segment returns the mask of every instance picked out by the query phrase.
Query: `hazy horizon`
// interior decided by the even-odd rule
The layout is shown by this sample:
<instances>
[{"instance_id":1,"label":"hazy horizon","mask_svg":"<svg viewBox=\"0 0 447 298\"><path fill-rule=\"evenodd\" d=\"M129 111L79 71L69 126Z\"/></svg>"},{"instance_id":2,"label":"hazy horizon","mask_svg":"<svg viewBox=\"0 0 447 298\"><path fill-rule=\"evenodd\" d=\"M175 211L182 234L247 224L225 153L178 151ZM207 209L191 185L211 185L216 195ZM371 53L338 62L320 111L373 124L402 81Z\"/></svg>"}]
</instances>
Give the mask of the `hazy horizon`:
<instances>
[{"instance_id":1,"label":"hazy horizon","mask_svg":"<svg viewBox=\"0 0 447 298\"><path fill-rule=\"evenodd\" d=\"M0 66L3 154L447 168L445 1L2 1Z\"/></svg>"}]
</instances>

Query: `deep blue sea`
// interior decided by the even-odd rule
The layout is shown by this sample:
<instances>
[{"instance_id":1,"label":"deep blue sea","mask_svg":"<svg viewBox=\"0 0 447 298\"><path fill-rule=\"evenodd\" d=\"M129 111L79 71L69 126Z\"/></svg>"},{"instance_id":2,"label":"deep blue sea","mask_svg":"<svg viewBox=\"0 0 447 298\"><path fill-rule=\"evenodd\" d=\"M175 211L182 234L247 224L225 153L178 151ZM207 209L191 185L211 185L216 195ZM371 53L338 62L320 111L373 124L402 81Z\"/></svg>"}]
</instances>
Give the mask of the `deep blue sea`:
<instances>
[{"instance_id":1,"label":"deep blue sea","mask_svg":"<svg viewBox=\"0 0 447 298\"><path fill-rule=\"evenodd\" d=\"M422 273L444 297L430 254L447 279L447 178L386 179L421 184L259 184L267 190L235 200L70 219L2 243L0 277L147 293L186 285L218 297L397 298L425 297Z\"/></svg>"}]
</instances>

■ **EXERCISE DESCRIPTION**: Reproduce the records above in full, switching every "sample" to "template" and leaving everything else unchanged.

■ **COMPLETE RESPONSE**:
segment returns the mask of every instance picked out by the query phrase.
Query: `hazy horizon`
// interior decided by the even-odd rule
The layout is shown by this template:
<instances>
[{"instance_id":1,"label":"hazy horizon","mask_svg":"<svg viewBox=\"0 0 447 298\"><path fill-rule=\"evenodd\" d=\"M129 111L79 71L69 126Z\"/></svg>"},{"instance_id":2,"label":"hazy horizon","mask_svg":"<svg viewBox=\"0 0 447 298\"><path fill-rule=\"evenodd\" d=\"M175 211L182 234L247 224L225 153L178 151ZM207 209L191 185L211 185L216 195ZM371 53L338 62L320 111L373 124L402 81Z\"/></svg>"}]
</instances>
Give the mask of the `hazy horizon`:
<instances>
[{"instance_id":1,"label":"hazy horizon","mask_svg":"<svg viewBox=\"0 0 447 298\"><path fill-rule=\"evenodd\" d=\"M0 66L3 154L447 168L445 1L2 1Z\"/></svg>"}]
</instances>

Query: `deep blue sea`
// interior decided by the even-odd rule
The layout is shown by this template:
<instances>
[{"instance_id":1,"label":"deep blue sea","mask_svg":"<svg viewBox=\"0 0 447 298\"><path fill-rule=\"evenodd\" d=\"M129 111L79 71L69 126Z\"/></svg>"},{"instance_id":2,"label":"deep blue sea","mask_svg":"<svg viewBox=\"0 0 447 298\"><path fill-rule=\"evenodd\" d=\"M175 211L182 234L247 224L225 153L178 151ZM207 209L191 185L211 185L216 195ZM371 53L338 62L320 111L373 124L402 81Z\"/></svg>"}]
</instances>
Give the mask of the `deep blue sea`:
<instances>
[{"instance_id":1,"label":"deep blue sea","mask_svg":"<svg viewBox=\"0 0 447 298\"><path fill-rule=\"evenodd\" d=\"M422 273L444 297L430 254L447 279L447 178L386 179L421 184L259 184L267 190L235 200L70 219L2 243L0 277L147 293L186 285L218 297L397 298L425 297Z\"/></svg>"}]
</instances>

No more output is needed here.